- **Okuma metni**
Fırat’ın doğusu için işareti verdi
Tarayıcınız HTML 5 videolarını desteklemiyor.
Başbakan Binali Yıldırım, terör eylemleri devam ederse Türk askerinin Fırat’ın doğusuna da geçebileceğini söyledi. Başbakan Yıldırım, partisinin grup toplantısında konuştu. Yıldırım, bugünün Muharrem ayının 10. Günü ve Aşure...
Başbakan Yıldırım, partisinin grup toplantısında konuştu. Yıldırım, bugünün Muharrem ayının 10. Günü ve Aşure günü olduğunu hatırlatarak, "Bundan 1336 yıl önce Hz. Hüseyin Efendimiz ve onun ailesi Kerbela Çölü’nde tarihin en büyük katliamına maruz kaldı ve şehit edildiler. Hz. Hüseyin Efendimiz o mübarek canını Kerbela Çölü’nde kahramanca teslim ederken bize çok anlamlı, çok ibretli bir ders bıraktı. Mazlum Hüseyin Efendimiz bize fitneden uzak durmanın önemini anlattı. Hz. Hüseyin Efendimiz bize hırsın, aç gözlülüğün, tatmin olmayan ruhların nasıl zulüm ürettiklerini gösterdi. Kerbela, bizim için acıdır, hüzündür, derstir, ibrettir. Kerbela’nın acısını, hüznünü içinde taşımayanlar, Kerbela’dan ders çıkaramayanlar, Kerbela’dan ibret alamayanlar her gün yeni Kerbela’lar üretirler. İşte bugün İslam coğrafyasının her köşesinde ne yazık ki yeni Kerbelalara şahit oluyoruz. Her gün Kerbela’yı tekrar yaşıyoruz. Bu coğrafyanın içinden çıkan ama bu coğrafyanın insanını öldüren teröristler, yani ahir zaman Yezidleri bize her gün Kerbela’yı yaşatıyorlar" diye konuştu.
"BU ATEŞİ SÖNDÜRMEK İÇİN MÜCADELEMİZ KARARLILIKLA DEVAM EDİYOR"

- **Alıştırma görevleri**
1. Okuma metnine göre aşağıdaki soruları yanıtlayın.
(a) Yıldırım'a göre Türk askeri hangi durumda Fırat'ın doğusuna da geçebilir?
(b) Yıldırım nerede konuştu?
(c) Yıldırım'ın sözlerine göre Hz. Hüseyin ve ailesi kaç yıl önce Kerbela Çölü'nde katliama maruz kaldı?
2. Girdileri süzün ve "target" dizesini içeren satırların her birini kopyalayın.

- **Verilen malzeme**

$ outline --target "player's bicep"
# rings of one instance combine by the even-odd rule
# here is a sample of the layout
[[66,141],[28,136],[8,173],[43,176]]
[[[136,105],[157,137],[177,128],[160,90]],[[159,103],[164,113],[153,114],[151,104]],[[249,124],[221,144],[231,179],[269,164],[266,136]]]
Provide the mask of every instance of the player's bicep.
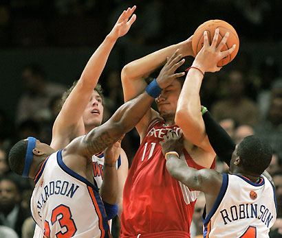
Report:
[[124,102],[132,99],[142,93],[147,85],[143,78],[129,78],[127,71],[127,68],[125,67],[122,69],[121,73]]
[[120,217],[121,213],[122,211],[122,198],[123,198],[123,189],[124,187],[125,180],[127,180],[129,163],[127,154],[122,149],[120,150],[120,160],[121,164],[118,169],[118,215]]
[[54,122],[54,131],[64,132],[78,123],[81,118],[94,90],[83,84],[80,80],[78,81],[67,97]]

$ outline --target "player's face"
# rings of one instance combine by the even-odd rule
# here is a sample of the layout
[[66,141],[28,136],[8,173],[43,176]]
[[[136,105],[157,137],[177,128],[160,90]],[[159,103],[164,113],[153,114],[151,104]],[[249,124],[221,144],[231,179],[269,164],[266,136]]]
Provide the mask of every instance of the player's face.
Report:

---

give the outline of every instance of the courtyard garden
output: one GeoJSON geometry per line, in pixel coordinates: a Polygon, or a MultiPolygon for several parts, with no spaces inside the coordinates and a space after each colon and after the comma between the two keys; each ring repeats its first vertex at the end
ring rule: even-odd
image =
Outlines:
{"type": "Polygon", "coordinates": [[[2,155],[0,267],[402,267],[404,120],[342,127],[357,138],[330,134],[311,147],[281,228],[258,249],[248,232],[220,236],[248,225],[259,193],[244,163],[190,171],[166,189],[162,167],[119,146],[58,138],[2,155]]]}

--

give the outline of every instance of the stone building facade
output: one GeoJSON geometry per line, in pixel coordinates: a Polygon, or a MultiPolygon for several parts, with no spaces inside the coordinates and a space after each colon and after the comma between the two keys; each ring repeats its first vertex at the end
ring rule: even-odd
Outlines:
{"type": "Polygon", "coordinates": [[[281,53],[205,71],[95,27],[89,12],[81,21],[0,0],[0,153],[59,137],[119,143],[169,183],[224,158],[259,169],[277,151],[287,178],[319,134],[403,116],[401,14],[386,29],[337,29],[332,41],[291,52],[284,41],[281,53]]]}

- **Görev sonuçları**
1.
(a) Terör eylemleri devam ederse.
(b) Partisinin grup toplantısında.
(c) 1336 yıl önce.

2.
$ outline --target "player's bicep"
$ outline --target "player's face"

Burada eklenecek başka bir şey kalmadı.